**WHAT IS BEING ASKED**: If a line in the data below holds the word "knit", copy it.

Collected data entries
★ ★ ★ ★ ★ ★ ★

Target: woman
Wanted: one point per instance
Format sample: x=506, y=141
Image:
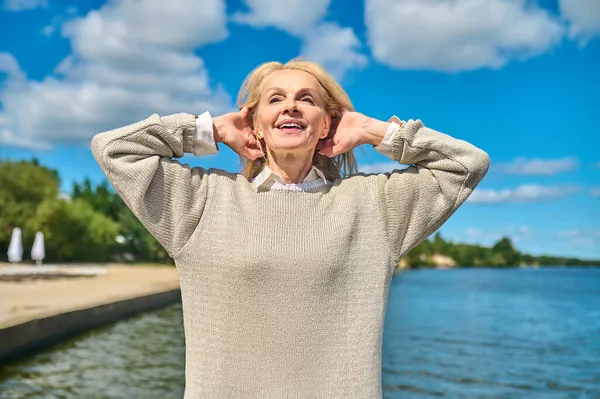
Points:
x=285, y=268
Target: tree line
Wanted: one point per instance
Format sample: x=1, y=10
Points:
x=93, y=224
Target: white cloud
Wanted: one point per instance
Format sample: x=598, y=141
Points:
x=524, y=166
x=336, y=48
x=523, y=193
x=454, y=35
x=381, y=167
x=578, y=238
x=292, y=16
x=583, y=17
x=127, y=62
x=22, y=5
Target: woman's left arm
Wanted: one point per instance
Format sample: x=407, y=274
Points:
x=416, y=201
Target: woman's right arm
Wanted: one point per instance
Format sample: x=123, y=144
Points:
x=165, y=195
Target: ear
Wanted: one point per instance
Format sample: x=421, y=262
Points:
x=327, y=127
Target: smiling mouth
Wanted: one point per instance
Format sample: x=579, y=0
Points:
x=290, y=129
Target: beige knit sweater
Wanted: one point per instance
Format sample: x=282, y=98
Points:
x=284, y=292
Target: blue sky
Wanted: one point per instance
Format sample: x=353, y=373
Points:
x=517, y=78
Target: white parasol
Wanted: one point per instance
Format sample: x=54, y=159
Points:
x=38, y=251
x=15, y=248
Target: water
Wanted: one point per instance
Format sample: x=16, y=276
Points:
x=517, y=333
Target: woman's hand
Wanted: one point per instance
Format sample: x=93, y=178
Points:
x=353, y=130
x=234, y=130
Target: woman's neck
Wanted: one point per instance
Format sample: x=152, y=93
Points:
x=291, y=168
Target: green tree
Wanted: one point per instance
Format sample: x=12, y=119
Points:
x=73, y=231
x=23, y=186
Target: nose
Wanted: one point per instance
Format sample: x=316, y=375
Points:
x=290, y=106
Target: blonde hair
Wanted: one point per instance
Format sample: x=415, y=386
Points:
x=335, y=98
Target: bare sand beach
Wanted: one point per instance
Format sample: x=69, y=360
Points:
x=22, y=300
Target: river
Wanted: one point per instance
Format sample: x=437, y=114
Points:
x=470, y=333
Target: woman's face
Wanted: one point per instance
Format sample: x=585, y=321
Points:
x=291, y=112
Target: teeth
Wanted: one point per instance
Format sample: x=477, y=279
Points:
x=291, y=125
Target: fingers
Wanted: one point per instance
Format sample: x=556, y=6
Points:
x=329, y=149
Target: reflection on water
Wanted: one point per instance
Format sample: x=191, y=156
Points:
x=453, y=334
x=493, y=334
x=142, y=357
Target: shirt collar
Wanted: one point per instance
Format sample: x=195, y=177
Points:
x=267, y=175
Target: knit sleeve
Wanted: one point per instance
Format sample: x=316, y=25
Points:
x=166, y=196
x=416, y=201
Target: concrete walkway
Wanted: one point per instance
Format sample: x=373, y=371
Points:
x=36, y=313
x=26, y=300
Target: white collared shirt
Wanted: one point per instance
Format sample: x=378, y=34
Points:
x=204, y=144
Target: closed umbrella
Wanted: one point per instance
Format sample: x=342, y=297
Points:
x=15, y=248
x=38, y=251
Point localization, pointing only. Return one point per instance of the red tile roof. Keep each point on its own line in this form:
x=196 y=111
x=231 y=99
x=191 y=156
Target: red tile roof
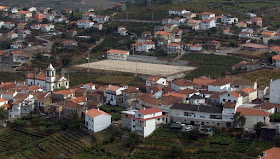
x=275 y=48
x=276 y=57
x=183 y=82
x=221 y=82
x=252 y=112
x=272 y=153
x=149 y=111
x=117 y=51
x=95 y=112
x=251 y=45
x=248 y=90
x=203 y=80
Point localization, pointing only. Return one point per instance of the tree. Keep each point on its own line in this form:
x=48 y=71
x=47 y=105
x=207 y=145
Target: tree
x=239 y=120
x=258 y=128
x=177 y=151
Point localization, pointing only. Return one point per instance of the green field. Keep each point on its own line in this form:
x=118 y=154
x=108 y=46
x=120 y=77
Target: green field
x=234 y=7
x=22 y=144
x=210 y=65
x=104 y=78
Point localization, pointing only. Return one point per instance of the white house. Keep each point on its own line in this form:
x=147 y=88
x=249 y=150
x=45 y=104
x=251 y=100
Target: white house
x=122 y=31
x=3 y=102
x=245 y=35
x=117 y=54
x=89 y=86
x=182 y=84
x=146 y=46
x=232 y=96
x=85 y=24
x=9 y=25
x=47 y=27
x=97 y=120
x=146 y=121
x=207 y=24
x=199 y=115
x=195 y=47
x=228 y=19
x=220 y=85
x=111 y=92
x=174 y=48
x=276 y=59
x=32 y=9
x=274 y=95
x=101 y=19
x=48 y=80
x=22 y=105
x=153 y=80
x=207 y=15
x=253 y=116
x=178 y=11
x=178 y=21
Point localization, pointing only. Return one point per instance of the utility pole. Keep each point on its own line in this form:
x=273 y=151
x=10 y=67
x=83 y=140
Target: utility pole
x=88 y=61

★ ★ ★ ★ ★ ★ ★

**WRITTEN ANSWER**:
Target: beige knit sweater
Target: knit sleeve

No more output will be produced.